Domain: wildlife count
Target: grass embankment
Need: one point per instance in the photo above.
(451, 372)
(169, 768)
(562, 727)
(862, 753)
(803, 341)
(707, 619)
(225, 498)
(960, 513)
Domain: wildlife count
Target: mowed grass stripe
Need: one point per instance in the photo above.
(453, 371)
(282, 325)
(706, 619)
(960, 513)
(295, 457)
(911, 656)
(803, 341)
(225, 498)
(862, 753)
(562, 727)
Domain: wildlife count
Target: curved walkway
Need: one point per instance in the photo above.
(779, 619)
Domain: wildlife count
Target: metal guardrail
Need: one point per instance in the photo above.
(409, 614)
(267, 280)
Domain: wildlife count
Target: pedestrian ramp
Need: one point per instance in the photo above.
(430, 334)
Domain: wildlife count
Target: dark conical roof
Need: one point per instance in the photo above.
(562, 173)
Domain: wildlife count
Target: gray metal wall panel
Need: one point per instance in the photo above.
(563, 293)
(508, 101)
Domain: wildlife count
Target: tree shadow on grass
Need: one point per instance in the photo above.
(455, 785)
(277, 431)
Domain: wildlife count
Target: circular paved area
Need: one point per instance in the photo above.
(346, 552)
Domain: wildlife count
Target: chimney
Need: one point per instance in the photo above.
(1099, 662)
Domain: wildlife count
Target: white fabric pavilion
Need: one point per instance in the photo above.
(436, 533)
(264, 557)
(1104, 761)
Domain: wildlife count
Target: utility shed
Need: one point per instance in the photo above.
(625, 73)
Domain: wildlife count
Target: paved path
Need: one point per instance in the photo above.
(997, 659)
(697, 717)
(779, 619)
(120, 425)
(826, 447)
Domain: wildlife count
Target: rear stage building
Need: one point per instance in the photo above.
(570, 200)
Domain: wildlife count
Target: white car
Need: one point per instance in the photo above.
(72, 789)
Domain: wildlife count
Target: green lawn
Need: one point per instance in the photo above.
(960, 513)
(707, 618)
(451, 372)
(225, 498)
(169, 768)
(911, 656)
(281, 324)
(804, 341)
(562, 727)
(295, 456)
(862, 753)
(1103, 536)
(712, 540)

**TASK TO COMPLETE:**
Reproduce all of the entries word for word.

**CORRECT ANSWER:**
Domain: wildlife count
Target: grass embankment
Need: one point per instance in the photo above.
(451, 372)
(169, 768)
(562, 727)
(862, 753)
(803, 341)
(707, 619)
(225, 498)
(960, 513)
Domain: wildlife count
Target: mowed grass stripe
Need: one point per instance in the photo above.
(453, 371)
(282, 325)
(706, 619)
(960, 513)
(295, 457)
(911, 656)
(803, 341)
(225, 498)
(862, 753)
(562, 727)
Domain: wildlife count
Target: curved walkway
Need: one point per instance in the photo above.
(779, 619)
Domain: wildlife count
Target: metal guardrail
Need: one point per instance in the photo above.
(409, 614)
(267, 280)
Domain: wildlife count
Target: pedestrian ramp
Need: one point per instance in the photo above.
(430, 334)
Domain: wildlife count
Target: dark conical roof
Need: one point per instance in the photo above.
(562, 173)
Domain: wildlife count
Target: gray metal wall panel
Need: one point per instance in the photo above.
(563, 293)
(508, 101)
Domain: wildlife count
Target: tree shadow on grass
Need: one point per instance in the photo above.
(455, 785)
(277, 431)
Domain: wildlife count
Target: circular paved area
Need: one point per instance in the photo above.
(346, 552)
Domain: wildlife count
Target: chimney
Need: one point per instance in the photo above.
(1099, 662)
Domain: wildlife count
Target: white fabric pavilion
Need: one point per instance in the photo above.
(436, 533)
(264, 557)
(1104, 761)
Domain: wildlife count
Target: utility shed
Need: one point per instance in the photo above.
(625, 73)
Domain: wildlife count
Target: paved path
Need: one point per instance in the photo above.
(997, 659)
(697, 717)
(779, 619)
(120, 425)
(826, 447)
Domain: wildlife count
Target: rear stage building
Need: one point per instance in the photo above.
(570, 200)
Domain: wildlife count
Target: white car
Need: one point per instance in the photo above.
(72, 789)
Domain: wildlife count
Target: green lawn
Need: one point per instance in the photo above.
(960, 513)
(707, 618)
(451, 372)
(225, 498)
(169, 768)
(911, 656)
(281, 324)
(804, 341)
(562, 727)
(295, 456)
(862, 753)
(1103, 536)
(712, 540)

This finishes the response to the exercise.